Write out the data in full, exactly as shown.

━━ Data for this exercise

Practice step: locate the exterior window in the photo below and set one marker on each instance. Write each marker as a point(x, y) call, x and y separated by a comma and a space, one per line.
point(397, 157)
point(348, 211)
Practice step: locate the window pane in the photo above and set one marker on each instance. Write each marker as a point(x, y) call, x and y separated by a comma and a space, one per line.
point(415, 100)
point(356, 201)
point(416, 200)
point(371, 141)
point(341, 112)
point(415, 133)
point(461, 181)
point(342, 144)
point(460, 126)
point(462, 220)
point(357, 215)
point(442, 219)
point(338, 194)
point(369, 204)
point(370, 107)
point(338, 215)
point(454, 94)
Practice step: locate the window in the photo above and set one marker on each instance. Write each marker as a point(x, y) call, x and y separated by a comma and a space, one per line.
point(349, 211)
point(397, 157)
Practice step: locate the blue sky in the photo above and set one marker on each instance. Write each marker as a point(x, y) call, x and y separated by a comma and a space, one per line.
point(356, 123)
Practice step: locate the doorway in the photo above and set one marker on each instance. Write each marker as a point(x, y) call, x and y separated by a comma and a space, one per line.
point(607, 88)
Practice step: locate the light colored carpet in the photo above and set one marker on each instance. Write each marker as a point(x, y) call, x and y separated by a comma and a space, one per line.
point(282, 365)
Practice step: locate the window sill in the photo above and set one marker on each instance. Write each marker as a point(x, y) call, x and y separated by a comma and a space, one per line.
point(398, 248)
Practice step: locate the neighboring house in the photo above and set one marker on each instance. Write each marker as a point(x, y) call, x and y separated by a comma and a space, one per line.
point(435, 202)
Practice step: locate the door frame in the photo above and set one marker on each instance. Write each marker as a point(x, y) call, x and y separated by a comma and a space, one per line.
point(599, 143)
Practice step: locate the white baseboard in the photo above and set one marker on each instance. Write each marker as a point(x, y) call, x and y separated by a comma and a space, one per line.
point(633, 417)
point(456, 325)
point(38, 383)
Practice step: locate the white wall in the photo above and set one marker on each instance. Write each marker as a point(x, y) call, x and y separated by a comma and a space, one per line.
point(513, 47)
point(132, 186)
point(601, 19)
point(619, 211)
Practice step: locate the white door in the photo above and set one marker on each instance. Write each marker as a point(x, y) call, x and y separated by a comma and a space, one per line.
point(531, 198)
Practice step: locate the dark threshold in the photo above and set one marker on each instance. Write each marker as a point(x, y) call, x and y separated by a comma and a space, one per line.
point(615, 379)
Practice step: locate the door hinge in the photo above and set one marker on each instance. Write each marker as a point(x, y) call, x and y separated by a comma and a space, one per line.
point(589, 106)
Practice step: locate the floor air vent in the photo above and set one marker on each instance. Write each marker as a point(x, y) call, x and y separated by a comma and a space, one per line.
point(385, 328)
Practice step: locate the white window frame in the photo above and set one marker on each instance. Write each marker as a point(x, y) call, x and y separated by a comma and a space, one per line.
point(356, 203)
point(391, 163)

━━━━

> [Exercise response]
Practice step: locate the exterior window in the photo below and set one marker on each instance. Write each marker as a point(x, y) call, x and y separated by a comma and a space, one per line.
point(397, 157)
point(348, 211)
Practice step: locate the window pane in the photo above and set one marker on each instance. Write each marker as a point(x, y) call, x and y separated by a comma and a space, one per line.
point(415, 100)
point(356, 201)
point(416, 200)
point(371, 141)
point(341, 112)
point(415, 133)
point(461, 181)
point(342, 144)
point(460, 126)
point(462, 220)
point(357, 215)
point(442, 219)
point(338, 194)
point(369, 204)
point(370, 107)
point(338, 215)
point(454, 94)
Practice step: locate the window in the photo above and set one marker on each instance. Write each marker as a point(x, y) call, x and y separated by a comma and a space, one per line.
point(349, 211)
point(397, 157)
Practice step: locate the blue sky in the photo above and set one marker on each instance. Write each marker as a point(x, y) call, x and y separated by a comma and a space, one per line.
point(356, 123)
Practice step: locate the doorway in the photo above and set one marker on each instance. Write each marker as a point(x, y) call, x and y separated by a comma and a space, one per line.
point(607, 88)
Practice step: locate the light colored carpet in the photo above and set one marker on each instance. Write each marker as a point(x, y) call, x and y separated by a comma and a space, one per line.
point(282, 365)
Practice step: locate the window sill in the photo above and set one marker on each instance. Write each marker as a point(x, y) call, x and y separated by a comma and a space, one per line.
point(398, 248)
Practice step: locate the neighboring house in the photo above and set one marker on each instance. Write each marker as a point(x, y) call, x and y separated by a comma and a space, one per line.
point(435, 202)
Practice step: locate the door frame in the photo above and set one marker on each instance. Write each marker as a point(x, y) call, x and y separated by a comma and a space, one per line.
point(599, 143)
Practice step: locate the white baseboard in the photo above and set one marker on each instance. Write each marker as a point(x, y) call, x and y separated by a comma and a space, one per line.
point(633, 417)
point(456, 325)
point(38, 383)
Practice step: locate the white wall in the photo above and set one marker on each instance. Write each marker as a point(x, y) call, x and y separated by a comma and a space, one per line.
point(513, 47)
point(132, 186)
point(601, 19)
point(619, 211)
Practice step: locate the white door in the photo above and set one marker on each instance. Write each marker as a point(x, y) call, x and y separated by a comma and a space, one per line.
point(531, 198)
Practice step: locate the dark threshold in the photo above and set one marker on each instance. Write each marker as a point(x, y) call, x and y separated by a comma and a space, one per line.
point(615, 379)
Practice step: locate the door hinge in the photo above and set one marker on each instance. Write each marker as a point(x, y) call, x and y separated by a comma and a space, one per line.
point(589, 106)
Practice step: locate the floor air vent in the photo above and set one marker on each instance. Write each marker as a point(x, y) call, x and y separated by a comma and a space, one per line.
point(385, 328)
Practice step: locate the white window frame in the photo above and set one marker on each instance. Write each marker as a point(x, y) call, x and y separated by a comma and a space, one per line.
point(356, 203)
point(391, 163)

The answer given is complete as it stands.